-- START OF Source extract --
Hmmm, well, I think its idea is that all changes you ever do (or ever have done) were done / will be done via `git`. So `git log whatever.txt` should tell you all about what and when.

This doesn't seem entirely wrong to me.
No, it's great, and I really love to use Git for R'n'D now (after many years of fumbling around with tar files :shock: ), and it's perfect to track down the history of files (which timestamps cannot do, of course).

I just wish there would be a command line option for Git to optionally also commit/checkout a file's timestamp. :(

Nearly every day I do a "ls -rtl" in some directory to quickly see the last few modified files of a bunch of files. I have no idea how to do this quickly and easily with Git (probably there is a way, with some pipes involved). :(
If you're committing an old file with nothing but remembered history, well, in that first commit msg you could enter what you remember, as well as documenting the last pre-git file timestamp.
Yes, this is probably a workaround that works in some cases...
Not fussed about whatever happens with the EMC file dates; I just wanted to make sure you were aware & handling with intentionality.
At least I try to. ;-)
-- END OF Source extract --
-- START OF Dataset rows --
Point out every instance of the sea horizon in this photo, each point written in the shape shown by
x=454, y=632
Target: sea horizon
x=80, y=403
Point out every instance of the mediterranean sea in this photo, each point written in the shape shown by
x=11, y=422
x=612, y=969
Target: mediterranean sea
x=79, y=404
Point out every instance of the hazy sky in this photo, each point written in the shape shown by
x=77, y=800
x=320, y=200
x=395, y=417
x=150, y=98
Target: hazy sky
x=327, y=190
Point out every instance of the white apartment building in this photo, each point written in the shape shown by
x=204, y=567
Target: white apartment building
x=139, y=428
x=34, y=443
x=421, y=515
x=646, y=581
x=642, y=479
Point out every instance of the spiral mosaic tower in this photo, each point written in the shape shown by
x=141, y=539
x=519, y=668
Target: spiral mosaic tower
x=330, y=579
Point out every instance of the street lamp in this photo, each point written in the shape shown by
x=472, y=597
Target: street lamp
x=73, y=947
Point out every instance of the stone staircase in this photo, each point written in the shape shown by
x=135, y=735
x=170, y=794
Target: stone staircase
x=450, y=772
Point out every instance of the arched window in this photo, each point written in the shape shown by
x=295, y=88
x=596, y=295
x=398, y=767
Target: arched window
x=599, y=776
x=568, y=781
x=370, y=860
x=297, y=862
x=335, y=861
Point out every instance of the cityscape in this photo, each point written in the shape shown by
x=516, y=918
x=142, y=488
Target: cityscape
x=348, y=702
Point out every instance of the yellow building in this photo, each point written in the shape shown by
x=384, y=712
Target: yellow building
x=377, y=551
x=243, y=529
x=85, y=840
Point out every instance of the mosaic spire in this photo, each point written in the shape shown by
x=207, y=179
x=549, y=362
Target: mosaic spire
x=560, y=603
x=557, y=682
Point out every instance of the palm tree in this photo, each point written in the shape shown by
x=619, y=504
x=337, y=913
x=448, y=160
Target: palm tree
-- END OF Dataset rows --
# [Work to be completed]
Quote the entire forum exchange about Git and file timestamps word for word.

# [Reply to the exercise]
Hmmm, well, I think its idea is that all changes you ever do (or ever have done) were done / will be done via `git`. So `git log whatever.txt` should tell you all about what and when.

This doesn't seem entirely wrong to me.
No, it's great, and I really love to use Git for R'n'D now (after many years of fumbling around with tar files :shock: ), and it's perfect to track down the history of files (which timestamps cannot do, of course).

I just wish there would be a command line option for Git to optionally also commit/checkout a file's timestamp. :(

Nearly every day I do a "ls -rtl" in some directory to quickly see the last few modified files of a bunch of files. I have no idea how to do this quickly and easily with Git (probably there is a way, with some pipes involved). :(
If you're committing an old file with nothing but remembered history, well, in that first commit msg you could enter what you remember, as well as documenting the last pre-git file timestamp.
Yes, this is probably a workaround that works in some cases...
Not fussed about whatever happens with the EMC file dates; I just wanted to make sure you were aware & handling with intentionality.
At least I try to. ;-)